The required output consists solely of the lines from the line containing "[locate] cabbage plant" through the end of the records, copied exactly.

** Start of ITEMS **

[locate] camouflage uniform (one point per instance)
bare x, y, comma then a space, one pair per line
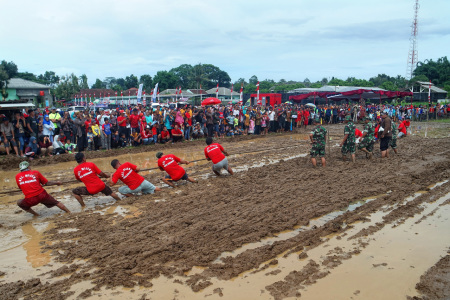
393, 141
369, 139
350, 144
318, 148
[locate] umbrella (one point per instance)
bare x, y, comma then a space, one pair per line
211, 101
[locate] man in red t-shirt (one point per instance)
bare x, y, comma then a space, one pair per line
31, 182
169, 163
164, 136
177, 135
128, 174
89, 173
134, 121
215, 153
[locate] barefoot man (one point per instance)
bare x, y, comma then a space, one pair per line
134, 183
89, 173
215, 153
31, 182
169, 163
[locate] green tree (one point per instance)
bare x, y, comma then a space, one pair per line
437, 71
147, 81
68, 86
83, 82
198, 76
10, 68
184, 74
165, 79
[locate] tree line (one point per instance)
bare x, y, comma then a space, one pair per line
207, 76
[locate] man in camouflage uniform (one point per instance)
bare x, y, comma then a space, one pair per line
393, 142
348, 144
368, 138
317, 137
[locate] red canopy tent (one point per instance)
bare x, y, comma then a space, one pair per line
211, 101
352, 95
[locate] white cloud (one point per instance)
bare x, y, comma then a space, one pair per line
290, 39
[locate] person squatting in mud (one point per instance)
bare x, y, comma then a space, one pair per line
348, 144
169, 163
214, 152
368, 138
31, 182
89, 173
317, 137
134, 183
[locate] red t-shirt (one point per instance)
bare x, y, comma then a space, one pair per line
176, 131
119, 119
126, 173
214, 152
30, 182
87, 124
402, 128
169, 163
134, 121
87, 173
165, 134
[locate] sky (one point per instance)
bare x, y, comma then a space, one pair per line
283, 39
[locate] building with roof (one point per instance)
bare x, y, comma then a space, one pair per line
25, 91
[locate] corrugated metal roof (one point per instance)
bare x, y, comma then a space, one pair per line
19, 83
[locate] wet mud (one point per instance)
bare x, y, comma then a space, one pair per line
229, 227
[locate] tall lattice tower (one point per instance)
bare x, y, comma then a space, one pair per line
413, 52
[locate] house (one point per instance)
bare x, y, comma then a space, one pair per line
28, 92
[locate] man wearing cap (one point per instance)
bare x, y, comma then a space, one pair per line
169, 163
31, 182
368, 138
134, 183
55, 117
215, 153
348, 144
385, 134
89, 173
317, 137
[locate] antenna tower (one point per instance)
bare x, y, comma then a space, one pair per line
413, 52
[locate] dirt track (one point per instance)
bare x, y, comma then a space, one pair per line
175, 231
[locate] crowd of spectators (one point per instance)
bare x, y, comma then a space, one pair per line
56, 132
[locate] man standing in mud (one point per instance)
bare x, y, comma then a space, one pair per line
317, 137
215, 153
134, 183
31, 182
385, 134
348, 144
169, 163
368, 138
89, 173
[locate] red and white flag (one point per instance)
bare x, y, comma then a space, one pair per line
258, 102
241, 96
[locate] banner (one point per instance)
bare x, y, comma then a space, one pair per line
155, 91
139, 93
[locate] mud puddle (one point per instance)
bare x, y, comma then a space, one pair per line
282, 236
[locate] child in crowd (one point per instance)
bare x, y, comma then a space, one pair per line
90, 138
69, 146
251, 128
123, 141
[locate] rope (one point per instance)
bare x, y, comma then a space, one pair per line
157, 168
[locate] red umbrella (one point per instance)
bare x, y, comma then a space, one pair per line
211, 101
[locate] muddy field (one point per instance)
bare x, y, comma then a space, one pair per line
277, 229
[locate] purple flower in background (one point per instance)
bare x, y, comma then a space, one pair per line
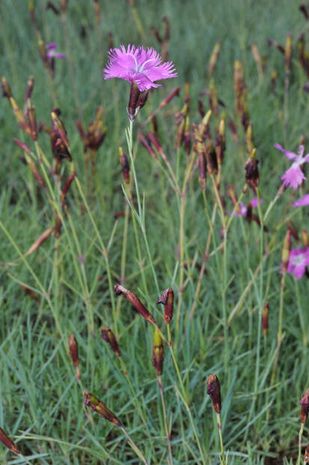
51, 51
294, 176
298, 261
139, 65
302, 202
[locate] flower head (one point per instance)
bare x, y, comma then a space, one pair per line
302, 202
51, 51
139, 65
294, 176
298, 261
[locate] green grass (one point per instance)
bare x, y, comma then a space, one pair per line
41, 403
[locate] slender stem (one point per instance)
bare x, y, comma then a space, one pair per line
219, 424
167, 432
300, 436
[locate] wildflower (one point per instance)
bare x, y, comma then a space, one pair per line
298, 261
302, 202
167, 299
138, 65
51, 51
214, 392
294, 176
142, 68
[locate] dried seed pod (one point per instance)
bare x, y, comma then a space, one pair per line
58, 137
214, 392
90, 400
158, 352
286, 251
109, 337
265, 315
304, 407
252, 171
7, 442
135, 302
73, 348
167, 299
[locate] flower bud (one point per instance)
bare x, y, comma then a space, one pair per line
167, 299
109, 337
214, 392
99, 407
158, 352
304, 407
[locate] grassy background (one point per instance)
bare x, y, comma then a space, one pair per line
39, 397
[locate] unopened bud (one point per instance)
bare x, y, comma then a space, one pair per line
90, 400
214, 392
158, 352
167, 299
286, 251
265, 317
135, 302
109, 337
304, 407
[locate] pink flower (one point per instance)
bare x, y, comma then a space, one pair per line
138, 65
298, 261
294, 176
51, 51
302, 202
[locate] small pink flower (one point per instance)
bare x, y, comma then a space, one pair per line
294, 176
139, 65
51, 51
298, 261
302, 202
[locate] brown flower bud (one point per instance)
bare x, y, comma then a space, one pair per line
7, 442
99, 407
252, 171
304, 407
265, 315
167, 299
214, 392
109, 337
135, 302
158, 352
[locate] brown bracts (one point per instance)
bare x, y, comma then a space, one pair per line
7, 442
135, 302
304, 407
109, 337
214, 392
99, 407
167, 299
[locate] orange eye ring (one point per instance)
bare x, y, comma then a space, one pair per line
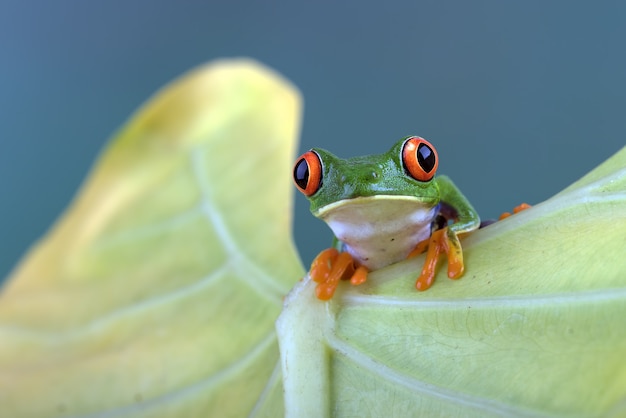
419, 158
307, 173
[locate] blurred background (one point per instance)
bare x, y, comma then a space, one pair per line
519, 98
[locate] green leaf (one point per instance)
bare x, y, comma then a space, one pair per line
536, 327
155, 295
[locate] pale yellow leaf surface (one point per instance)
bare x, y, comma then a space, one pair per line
535, 328
155, 294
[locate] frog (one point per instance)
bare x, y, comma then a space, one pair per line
383, 209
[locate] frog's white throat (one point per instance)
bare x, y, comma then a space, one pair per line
379, 230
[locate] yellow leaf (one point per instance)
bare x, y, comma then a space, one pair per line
155, 294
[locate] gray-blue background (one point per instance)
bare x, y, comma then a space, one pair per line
520, 98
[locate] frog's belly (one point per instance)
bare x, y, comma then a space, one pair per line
379, 231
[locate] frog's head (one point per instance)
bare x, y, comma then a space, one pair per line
404, 173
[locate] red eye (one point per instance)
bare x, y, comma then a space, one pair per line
307, 173
419, 158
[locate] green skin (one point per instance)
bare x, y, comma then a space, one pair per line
346, 181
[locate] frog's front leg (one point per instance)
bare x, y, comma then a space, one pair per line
446, 240
441, 241
331, 266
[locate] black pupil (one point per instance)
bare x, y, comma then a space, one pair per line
301, 173
425, 157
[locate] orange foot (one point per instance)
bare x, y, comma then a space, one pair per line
516, 209
329, 267
442, 240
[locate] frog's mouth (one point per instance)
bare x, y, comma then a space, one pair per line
379, 230
379, 207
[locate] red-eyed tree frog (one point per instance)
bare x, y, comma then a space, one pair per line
383, 209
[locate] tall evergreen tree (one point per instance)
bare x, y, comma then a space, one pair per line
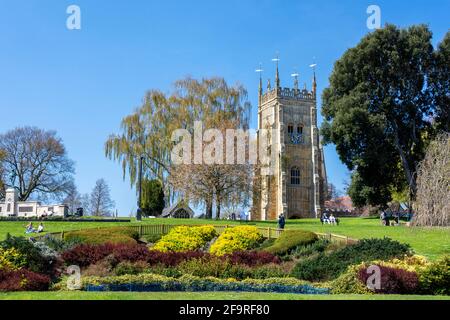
380, 107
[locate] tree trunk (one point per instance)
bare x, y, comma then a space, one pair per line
406, 166
208, 209
217, 209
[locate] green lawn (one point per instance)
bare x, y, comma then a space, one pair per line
77, 295
430, 242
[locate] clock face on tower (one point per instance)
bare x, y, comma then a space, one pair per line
296, 138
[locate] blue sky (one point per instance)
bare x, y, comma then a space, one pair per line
81, 83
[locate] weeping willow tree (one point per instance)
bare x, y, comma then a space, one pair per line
147, 132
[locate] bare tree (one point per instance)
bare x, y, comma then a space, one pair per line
73, 200
432, 205
85, 201
36, 163
100, 200
2, 174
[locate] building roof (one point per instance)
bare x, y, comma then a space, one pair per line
340, 203
180, 204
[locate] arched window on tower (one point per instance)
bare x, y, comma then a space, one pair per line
295, 176
290, 129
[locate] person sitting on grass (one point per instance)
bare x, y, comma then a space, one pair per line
40, 228
281, 221
332, 219
30, 228
324, 218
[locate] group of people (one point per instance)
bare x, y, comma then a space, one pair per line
328, 220
30, 228
386, 218
243, 216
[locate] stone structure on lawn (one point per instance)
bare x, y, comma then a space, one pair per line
28, 209
179, 210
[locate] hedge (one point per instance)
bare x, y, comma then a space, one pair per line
121, 235
156, 283
235, 239
330, 266
290, 240
184, 238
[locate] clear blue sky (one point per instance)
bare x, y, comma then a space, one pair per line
81, 83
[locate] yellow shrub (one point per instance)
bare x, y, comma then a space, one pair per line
184, 238
11, 259
236, 239
414, 263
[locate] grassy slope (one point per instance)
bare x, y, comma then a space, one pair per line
430, 242
76, 295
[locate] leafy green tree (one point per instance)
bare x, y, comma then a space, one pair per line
440, 82
152, 202
379, 109
148, 131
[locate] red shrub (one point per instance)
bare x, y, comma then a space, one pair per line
172, 258
393, 280
23, 280
252, 258
131, 254
86, 254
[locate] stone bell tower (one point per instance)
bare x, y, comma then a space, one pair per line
296, 185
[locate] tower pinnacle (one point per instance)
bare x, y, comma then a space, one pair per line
314, 84
260, 71
295, 76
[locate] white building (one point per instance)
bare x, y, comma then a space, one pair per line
14, 208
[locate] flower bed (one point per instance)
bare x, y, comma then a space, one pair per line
236, 239
151, 283
184, 238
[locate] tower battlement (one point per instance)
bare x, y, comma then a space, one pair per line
288, 94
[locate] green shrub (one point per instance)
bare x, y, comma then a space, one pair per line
349, 283
214, 267
290, 240
184, 238
330, 266
305, 251
234, 239
122, 235
435, 279
266, 243
59, 245
11, 259
126, 267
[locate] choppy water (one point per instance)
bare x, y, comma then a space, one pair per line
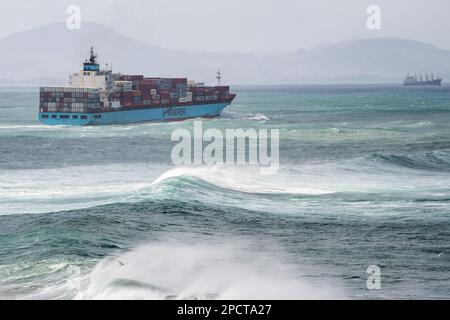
364, 180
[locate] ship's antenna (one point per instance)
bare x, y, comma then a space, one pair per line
219, 77
93, 56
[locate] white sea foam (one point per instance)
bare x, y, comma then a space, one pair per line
168, 270
52, 190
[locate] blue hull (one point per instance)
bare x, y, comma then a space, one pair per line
175, 113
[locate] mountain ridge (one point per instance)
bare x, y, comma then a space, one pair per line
52, 51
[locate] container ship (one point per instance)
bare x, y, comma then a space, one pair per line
97, 96
421, 81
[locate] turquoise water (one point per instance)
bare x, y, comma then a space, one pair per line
100, 212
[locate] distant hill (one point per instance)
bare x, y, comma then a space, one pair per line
50, 52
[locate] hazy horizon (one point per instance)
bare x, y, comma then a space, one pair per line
250, 26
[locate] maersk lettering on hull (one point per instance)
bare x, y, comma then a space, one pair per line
175, 113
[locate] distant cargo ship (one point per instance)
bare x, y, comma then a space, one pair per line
420, 81
101, 97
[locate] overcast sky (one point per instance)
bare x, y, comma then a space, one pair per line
241, 25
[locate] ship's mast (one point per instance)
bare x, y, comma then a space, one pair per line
93, 58
218, 77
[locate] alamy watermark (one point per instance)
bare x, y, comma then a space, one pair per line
374, 280
74, 280
374, 19
73, 21
232, 147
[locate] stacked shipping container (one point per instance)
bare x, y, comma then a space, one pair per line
69, 99
134, 91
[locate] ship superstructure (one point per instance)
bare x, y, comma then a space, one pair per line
98, 96
422, 80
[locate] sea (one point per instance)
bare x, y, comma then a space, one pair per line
359, 208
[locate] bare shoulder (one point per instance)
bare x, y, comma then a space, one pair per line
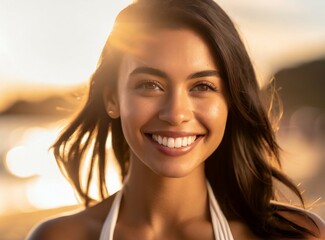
82, 225
304, 218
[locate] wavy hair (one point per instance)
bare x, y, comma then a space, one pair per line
241, 170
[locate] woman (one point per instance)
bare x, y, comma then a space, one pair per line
177, 91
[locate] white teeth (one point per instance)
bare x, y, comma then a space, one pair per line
174, 142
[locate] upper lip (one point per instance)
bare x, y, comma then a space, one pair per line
173, 134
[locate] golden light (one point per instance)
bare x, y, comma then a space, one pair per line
51, 44
21, 162
50, 192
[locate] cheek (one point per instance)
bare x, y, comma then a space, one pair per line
215, 113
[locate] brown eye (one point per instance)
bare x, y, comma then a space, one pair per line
149, 85
204, 87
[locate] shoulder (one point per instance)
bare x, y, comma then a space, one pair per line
302, 217
82, 225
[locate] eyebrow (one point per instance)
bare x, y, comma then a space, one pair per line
162, 74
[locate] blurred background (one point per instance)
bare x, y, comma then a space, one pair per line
48, 50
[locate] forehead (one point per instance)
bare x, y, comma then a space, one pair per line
170, 48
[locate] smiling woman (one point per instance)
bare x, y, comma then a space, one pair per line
176, 91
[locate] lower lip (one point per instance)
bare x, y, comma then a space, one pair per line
174, 152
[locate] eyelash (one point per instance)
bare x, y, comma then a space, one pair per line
144, 83
210, 85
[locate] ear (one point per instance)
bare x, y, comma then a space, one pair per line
111, 104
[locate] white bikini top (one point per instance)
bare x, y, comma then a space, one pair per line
220, 224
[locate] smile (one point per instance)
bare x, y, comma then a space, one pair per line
171, 142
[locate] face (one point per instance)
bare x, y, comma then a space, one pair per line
171, 102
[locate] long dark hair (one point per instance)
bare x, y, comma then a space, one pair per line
242, 169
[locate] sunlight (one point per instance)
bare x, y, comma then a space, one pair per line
52, 42
46, 186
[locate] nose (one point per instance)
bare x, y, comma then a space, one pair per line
176, 109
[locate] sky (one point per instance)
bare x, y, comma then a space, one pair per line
51, 44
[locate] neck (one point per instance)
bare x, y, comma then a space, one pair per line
156, 200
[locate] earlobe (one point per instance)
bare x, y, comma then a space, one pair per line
111, 105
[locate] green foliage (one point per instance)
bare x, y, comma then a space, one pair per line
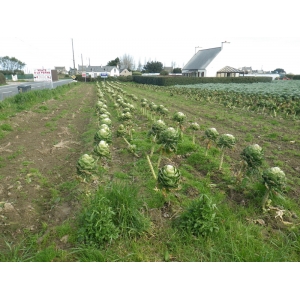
199, 218
127, 206
96, 226
102, 149
253, 155
275, 179
168, 177
226, 141
86, 164
169, 138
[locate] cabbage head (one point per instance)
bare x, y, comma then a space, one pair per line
168, 177
253, 155
211, 134
226, 141
102, 149
274, 178
86, 164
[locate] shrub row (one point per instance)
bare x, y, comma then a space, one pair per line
181, 80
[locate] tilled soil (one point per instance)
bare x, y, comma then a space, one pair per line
38, 158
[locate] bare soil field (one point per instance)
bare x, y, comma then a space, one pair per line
38, 160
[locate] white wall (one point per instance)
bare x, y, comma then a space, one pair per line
223, 59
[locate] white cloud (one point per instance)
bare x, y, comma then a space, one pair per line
40, 34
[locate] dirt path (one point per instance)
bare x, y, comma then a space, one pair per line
38, 163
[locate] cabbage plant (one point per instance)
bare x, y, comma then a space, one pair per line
194, 126
275, 181
168, 139
102, 149
180, 117
225, 141
86, 164
168, 177
156, 128
210, 135
104, 133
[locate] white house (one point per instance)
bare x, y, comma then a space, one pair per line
125, 72
95, 71
207, 62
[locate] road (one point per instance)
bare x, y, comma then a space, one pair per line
12, 88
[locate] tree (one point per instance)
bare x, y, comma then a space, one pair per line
11, 64
127, 62
153, 67
114, 62
177, 70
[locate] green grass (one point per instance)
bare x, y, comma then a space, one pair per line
114, 221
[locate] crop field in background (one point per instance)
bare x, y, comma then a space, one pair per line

** End of ITEMS **

CORRECT RESPONSE:
[locate] cabbage plant (one point per instance)
bare x, y, comma then a space, one pair per line
194, 126
275, 181
168, 139
102, 149
180, 117
225, 141
86, 164
168, 177
156, 128
210, 135
104, 133
[locate] white house (one point per instance)
bare x, y, comma then a space, one pair per line
125, 72
95, 71
207, 62
[locate] road (one point per instance)
bare x, y, comma then a space, one pair per line
12, 88
[locate] tree (one point per instance)
bare x, y, comma then a space, one pair per line
11, 64
127, 62
153, 67
114, 62
177, 70
[locate] green grass (one point per instance)
bare x, y, comma then a space, one pair per line
114, 221
[locate] crop field in background (one point per instance)
bare x, y, comma then a space, one pair per line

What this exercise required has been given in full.